Kutipan sumber:
Selasa, 01 Oktober 2019

Malam di Jogja

Aku, Tia dan Ica sampai di Jogja pukul 15.30.. perjalanan Solo-Jogja hampir semuanya aku habiskan dengan TIDUR. Yeaaah, jalan-jalan ditengah kondisi berpuasa memang mengantukan. Hehe. Setelah tiba di stasiun Jogja, kami langsung menuju loket tiket untuk memesan tiket pulang menuju Solo. (manusia macam apa kita ini?? Baru sampai distasiun sudah langsung beli tiket pulang lagi??) namun , hal tersebuh bukan tanpa alasan tentunya. Kami khawatir tidak bisa pulang ke Solo besok pagi dan ketinggalan kereta ke Semarang. Daaaan jeng jeeeeng sampai diloket tiket kami harus mulai spaneng karena tiket kereta Prambanan Express sudah habis di jam yang kami rencanakan. Tia mulai bingung khawatir tidak bisa pulang ke Semarang. Sementara Ica masih mencoba bernegosiasi dengan petugas tiket. Aku malah tidak terlalu memikirkan masalah tiket, yang penting kita ini lagi di Jogja, nikmati dulu saja. Setelah berdiskusi singkat, aku mengusulkan kalau kita naik kereta dari Jogja ke Solo besok pagi saja. Lalu melanjutkan perjalanan ke semarang dengan bis. Ica dan Tia setuju. Ica kemudaian coba memesan tiket kereta Prambanan Express untuk jam 05.30 besok pagi. Well, tiket pulang sudah ditangan. Tentu saja, keputusan tersebut bukan tanpa konsekuensi. Yapp, konsekuensinya adalaaah kita harus menghabiskan waktu dari sore hingga besok pagi di Jogja. Ngapain? Ya gak tau. Pokoknya kita nikmati aja dulu. Hahaha.

Permintaan a: Hitung jumlah baris dalam catatan yang memuat kata "white". Tuliskan angkanya saja.
Teks dan catatan tidak saling berkaitan.

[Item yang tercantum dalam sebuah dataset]
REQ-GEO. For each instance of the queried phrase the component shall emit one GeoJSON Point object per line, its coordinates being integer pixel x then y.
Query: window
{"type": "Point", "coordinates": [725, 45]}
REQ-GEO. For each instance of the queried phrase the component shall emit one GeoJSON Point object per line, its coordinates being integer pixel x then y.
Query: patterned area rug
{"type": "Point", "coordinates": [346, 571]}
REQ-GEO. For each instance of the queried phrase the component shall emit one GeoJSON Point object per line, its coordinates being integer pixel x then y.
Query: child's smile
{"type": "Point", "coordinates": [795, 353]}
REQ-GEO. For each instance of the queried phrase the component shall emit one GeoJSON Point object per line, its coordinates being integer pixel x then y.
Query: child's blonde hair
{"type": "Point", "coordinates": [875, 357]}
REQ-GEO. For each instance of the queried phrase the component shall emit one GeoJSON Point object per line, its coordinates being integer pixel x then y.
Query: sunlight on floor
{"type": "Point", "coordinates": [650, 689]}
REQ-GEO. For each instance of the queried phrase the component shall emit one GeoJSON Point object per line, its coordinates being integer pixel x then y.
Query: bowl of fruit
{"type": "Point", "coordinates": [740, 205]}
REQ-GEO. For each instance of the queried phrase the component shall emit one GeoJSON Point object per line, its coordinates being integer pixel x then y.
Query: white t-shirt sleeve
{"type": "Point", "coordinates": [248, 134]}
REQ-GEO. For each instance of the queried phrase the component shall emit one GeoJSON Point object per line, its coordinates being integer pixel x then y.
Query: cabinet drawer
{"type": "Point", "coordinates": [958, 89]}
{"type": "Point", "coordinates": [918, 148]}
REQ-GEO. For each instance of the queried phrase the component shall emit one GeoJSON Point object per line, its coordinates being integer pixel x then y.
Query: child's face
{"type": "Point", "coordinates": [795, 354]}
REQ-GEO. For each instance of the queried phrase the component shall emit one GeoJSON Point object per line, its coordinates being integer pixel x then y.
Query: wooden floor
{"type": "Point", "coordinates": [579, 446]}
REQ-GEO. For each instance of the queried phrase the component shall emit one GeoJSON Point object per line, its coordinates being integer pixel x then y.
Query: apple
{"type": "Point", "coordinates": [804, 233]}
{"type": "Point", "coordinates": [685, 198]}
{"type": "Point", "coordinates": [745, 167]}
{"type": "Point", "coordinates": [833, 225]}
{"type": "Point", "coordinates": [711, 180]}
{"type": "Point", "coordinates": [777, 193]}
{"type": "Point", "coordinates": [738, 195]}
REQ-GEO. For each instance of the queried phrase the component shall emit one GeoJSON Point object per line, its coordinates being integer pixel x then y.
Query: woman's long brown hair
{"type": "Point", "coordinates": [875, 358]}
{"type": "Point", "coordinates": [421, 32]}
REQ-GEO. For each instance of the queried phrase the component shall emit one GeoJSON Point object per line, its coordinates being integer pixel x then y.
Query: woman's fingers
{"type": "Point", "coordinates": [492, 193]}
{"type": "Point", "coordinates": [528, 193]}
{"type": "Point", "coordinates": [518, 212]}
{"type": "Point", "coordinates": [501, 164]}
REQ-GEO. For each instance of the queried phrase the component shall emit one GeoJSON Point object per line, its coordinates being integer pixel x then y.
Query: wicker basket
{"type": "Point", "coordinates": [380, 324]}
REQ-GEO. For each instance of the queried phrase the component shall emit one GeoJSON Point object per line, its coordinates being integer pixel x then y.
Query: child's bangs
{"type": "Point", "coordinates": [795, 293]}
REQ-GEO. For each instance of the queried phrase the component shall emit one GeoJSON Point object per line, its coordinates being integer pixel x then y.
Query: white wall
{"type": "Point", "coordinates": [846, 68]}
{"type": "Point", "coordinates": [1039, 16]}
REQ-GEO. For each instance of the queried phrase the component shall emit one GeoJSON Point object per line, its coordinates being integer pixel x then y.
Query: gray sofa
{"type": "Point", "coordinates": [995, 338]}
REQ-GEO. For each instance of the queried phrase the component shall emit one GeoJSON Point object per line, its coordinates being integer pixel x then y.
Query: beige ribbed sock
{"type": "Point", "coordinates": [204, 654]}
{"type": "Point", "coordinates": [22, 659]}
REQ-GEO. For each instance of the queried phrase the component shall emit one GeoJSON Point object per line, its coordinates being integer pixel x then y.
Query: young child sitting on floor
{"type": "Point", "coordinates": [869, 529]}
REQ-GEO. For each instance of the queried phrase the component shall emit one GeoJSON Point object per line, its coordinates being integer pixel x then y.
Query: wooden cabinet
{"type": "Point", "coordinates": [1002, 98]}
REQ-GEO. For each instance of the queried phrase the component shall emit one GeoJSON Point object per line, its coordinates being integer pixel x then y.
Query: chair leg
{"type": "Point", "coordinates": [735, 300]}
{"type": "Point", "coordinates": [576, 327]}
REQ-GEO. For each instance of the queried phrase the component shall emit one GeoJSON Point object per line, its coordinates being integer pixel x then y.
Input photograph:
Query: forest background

Permintaan b: Menurut teks tentang perjalanan ke Jogja, tiket kereta apa dan untuk pukul berapa yang dipesan Ica untuk besok pagi?

Jawaban akhir a: 2

Jawaban akhir b: Tiket kereta Prambanan Express untuk pukul 05.30.